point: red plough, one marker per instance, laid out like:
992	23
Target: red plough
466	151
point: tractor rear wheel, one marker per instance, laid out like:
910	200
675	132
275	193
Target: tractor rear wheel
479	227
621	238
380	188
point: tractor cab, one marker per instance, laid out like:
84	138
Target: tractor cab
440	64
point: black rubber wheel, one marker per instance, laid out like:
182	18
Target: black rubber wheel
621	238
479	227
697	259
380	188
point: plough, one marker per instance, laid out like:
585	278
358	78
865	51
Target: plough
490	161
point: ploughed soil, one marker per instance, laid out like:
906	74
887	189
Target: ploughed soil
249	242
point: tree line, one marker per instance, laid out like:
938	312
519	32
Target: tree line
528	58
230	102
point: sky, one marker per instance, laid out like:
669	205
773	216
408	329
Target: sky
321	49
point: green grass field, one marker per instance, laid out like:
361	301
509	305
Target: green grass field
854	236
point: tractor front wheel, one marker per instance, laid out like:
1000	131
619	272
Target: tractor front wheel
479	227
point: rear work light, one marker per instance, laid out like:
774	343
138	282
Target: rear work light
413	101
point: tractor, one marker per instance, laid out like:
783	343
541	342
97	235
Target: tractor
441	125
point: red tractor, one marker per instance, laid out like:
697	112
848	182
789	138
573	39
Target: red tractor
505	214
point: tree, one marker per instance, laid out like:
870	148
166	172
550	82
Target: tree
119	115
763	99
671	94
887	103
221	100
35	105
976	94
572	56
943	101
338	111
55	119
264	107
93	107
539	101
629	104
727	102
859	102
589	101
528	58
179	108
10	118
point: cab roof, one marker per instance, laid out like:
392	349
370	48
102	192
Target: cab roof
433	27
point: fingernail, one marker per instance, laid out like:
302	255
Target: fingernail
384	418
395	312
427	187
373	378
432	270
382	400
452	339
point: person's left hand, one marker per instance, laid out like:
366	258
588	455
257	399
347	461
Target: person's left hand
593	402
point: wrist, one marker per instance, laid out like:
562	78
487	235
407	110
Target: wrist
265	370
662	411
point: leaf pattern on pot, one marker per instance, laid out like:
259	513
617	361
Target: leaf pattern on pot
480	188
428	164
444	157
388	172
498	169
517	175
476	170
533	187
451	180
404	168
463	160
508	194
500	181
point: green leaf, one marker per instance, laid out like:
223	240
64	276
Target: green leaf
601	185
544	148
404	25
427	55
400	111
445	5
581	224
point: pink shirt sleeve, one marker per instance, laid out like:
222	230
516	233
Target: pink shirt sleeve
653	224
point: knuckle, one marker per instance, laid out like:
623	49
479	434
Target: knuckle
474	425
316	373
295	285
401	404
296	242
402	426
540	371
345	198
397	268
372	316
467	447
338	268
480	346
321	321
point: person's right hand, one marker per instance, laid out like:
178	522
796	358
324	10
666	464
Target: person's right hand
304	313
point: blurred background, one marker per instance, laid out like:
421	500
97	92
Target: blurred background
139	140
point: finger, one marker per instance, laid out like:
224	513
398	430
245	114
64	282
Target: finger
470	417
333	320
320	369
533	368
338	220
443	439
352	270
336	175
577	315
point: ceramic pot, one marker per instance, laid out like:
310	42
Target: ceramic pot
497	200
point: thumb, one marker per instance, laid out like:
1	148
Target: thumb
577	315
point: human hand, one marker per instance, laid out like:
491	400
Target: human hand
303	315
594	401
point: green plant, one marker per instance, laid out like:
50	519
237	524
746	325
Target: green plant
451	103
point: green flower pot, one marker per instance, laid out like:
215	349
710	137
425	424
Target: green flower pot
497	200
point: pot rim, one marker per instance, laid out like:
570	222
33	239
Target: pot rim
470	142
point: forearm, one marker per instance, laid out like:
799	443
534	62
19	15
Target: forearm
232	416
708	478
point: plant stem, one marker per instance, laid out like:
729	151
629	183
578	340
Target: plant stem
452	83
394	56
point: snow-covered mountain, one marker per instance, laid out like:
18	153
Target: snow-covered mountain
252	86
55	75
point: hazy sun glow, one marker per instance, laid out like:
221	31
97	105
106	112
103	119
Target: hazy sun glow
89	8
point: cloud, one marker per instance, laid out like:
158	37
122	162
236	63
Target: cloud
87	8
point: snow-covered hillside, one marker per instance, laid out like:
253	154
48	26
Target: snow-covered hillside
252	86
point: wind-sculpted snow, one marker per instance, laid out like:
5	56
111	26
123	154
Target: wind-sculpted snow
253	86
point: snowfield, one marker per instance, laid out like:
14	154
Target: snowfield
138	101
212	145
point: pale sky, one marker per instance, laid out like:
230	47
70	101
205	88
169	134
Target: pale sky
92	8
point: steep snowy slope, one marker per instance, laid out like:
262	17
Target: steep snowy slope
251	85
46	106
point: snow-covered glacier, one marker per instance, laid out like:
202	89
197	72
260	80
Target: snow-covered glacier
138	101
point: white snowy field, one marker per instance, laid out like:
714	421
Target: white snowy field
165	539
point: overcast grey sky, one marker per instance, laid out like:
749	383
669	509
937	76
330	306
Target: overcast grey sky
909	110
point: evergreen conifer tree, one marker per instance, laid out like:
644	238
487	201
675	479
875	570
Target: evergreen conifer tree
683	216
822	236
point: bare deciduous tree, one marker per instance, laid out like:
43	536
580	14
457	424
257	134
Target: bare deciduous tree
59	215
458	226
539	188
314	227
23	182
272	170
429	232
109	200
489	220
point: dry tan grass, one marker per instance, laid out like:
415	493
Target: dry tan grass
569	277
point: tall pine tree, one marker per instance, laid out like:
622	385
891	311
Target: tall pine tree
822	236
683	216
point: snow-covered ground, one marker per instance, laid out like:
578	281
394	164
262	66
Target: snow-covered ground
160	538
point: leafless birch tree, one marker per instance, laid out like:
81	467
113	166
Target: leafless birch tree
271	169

- - - - -

**YOUR OBJECTIVE:**
The response has to match the records above word for word.

**ANSWER SECTION:**
point: red plough, one marker per instance, laid out like:
992	23
Target: red plough
466	151
point: tractor rear wheel, one marker per instance, laid out like:
910	200
675	132
275	193
Target: tractor rear wheel
479	227
621	238
380	188
point: tractor cab, one marker per instance, laid out like:
84	138
Target: tractor cab
440	64
point: black rubber wheel, one marker per instance, laid out like:
182	18
Target: black rubber wheel
621	238
479	227
697	259
380	188
point: plough, one marker per instance, laid out like:
585	278
358	78
865	51
Target: plough
490	161
point: ploughed soil, one marker per instance, laid out like:
906	74
887	189
Target: ploughed soil
249	242
point: tree line, one marker per instance, laid out like:
938	312
519	32
Target: tree line
528	58
230	102
point: sky, one marker per instance, laid out like:
669	205
773	216
408	329
Target: sky
321	49
point: green grass field, one marker per instance, laid out like:
361	301
509	305
Target: green grass field
854	236
point: tractor front wheel, one marker per instance, laid out like:
1000	131
619	272
Target: tractor front wheel
479	227
point: rear work light, one marker per instance, laid out like:
774	343
138	282
Target: rear work light
413	101
point: tractor, one marker per instance, laid out like:
783	343
541	342
97	235
Target: tractor
441	125
point: red tractor, one marker per instance, laid out like:
697	112
848	182
789	138
573	39
Target: red tractor
505	214
point: tree, one marker per instance, laid out like:
870	148
166	172
550	82
Target: tree
119	115
763	99
671	94
887	103
221	100
35	105
976	94
572	56
943	101
338	111
55	119
264	107
93	107
539	101
629	104
727	102
859	102
589	101
528	58
179	108
10	118
point: cab roof, one marker per instance, laid out like:
392	349
370	48
102	192
Target: cab roof
433	27
point: fingernail, one marker per instance, laid out like:
302	255
Target: fingernail
384	418
395	312
427	187
373	378
432	270
382	400
452	339
point: person's left hand, one marker per instance, laid out like:
366	258
588	455
257	399
347	461
Target: person's left hand
593	402
point: wrist, one marker per instance, laid out like:
562	78
487	235
407	110
Target: wrist
265	370
662	411
point: leaf pattern on pot, one marker per instance, laid out like:
259	513
617	361
Target: leaf pattern on pot
480	188
428	164
444	157
388	172
498	169
517	175
476	170
533	187
451	180
404	168
463	160
508	194
500	181
point: green leaf, one marker per instance, laid out like:
223	240
64	276
Target: green leaf
601	185
544	148
404	25
427	55
400	111
445	5
581	224
point: pink shirt sleeve, one marker per instance, laid out like:
222	230
516	233
Target: pink shirt sleeve
653	224
point: knuckle, one marker per instance, laid out like:
623	49
479	434
Target: knuckle
474	425
316	373
295	285
401	404
296	242
402	426
540	371
345	198
397	268
372	316
467	447
338	268
480	346
321	321
point: person's right hand, one marker per instance, laid out like:
178	522
796	358
324	10
666	464
Target: person's right hand
304	313
point: blurred background, one marker per instance, laid out like:
421	500
97	92
Target: blurred background
139	140
point: finger, one marker per instance, laid out like:
224	513
398	430
245	114
64	282
Target: finger
470	417
333	320
320	369
533	368
338	220
443	439
352	270
336	175
577	315
point: ceramic pot, one marker per instance, laid out like:
310	42
Target: ceramic pot
497	200
point: thumb, one marker per instance, laid out like:
1	148
Target: thumb
577	315
point: human hand, one marker per instance, laid out like:
491	400
Target: human hand
303	315
594	401
point: green plant, one marker per instance, laid out like:
50	519
237	524
746	325
Target: green plant
451	103
point: green flower pot, one marker per instance, laid out like:
215	349
710	137
425	424
Target: green flower pot
497	200
point: pot rim, one marker per instance, laid out like:
570	222
33	239
Target: pot rim
470	142
point: forearm, one marker per instance, laid out like:
799	443
534	62
19	15
Target: forearm
232	416
708	478
point: plant stem, one marker per instance, laid out like:
729	151
629	183
578	340
Target: plant stem
452	83
394	56
point: snow-covered mountain, one marker per instance, laid out like:
18	153
Target: snow-covered mountain
252	86
55	75
point: hazy sun glow, one marker per instance, laid out like:
221	31
97	105
106	112
103	119
Target: hazy sun glow
89	8
point: cloud, one marker per instance, laid out like:
158	37
122	162
236	63
Target: cloud
87	8
point: snow-covered hillside, one marker per instance, laid out like:
253	154
48	26
Target: snow-covered hillside
252	86
point: wind-sculpted snow, one marker per instance, laid out like:
5	56
111	26
123	154
Target: wind-sculpted snow
253	86
point: snowfield, one marker per instance, laid out like:
14	154
Target: snowfield
138	101
212	145
point: pale sky, one marker per instance, laid out like:
230	47
70	101
205	88
169	134
Target: pale sky
92	8
point: steep snowy slope, one marker per instance, laid out like:
262	17
Target: steep snowy slope
251	85
46	106
point: snow-covered glacier, one marker per instance, laid out like:
202	89
197	72
260	80
Target: snow-covered glacier
138	101
point: white snowy field, one marker per instance, laid out like:
714	421
Target: white snowy field
165	539
point: overcast grey sky, one marker per instance, laid out like:
749	383
669	509
937	76
330	306
Target: overcast grey sky
909	110
point: evergreen conifer tree, one marker per instance, laid out like:
644	238
487	201
675	479
875	570
Target: evergreen conifer tree
683	216
822	236
point: bare deciduous tree, one marker per instance, laid out like:
43	536
580	14
457	424
257	134
Target: bare deciduous tree
59	215
458	226
539	188
314	227
23	182
272	170
429	232
109	200
489	220
point: dry tan grass, one marker per instance, laid out like:
415	493
Target: dry tan grass
569	277
point: tall pine tree, one marker per instance, laid out like:
622	385
891	311
Target: tall pine tree
822	236
683	216
point: snow-covered ground, one marker per instance, laid out like:
578	281
394	164
262	66
Target: snow-covered ground
160	538
point: leafless birch tree, one marker per instance, laid out like:
81	467
113	166
Target: leafless birch tree
271	169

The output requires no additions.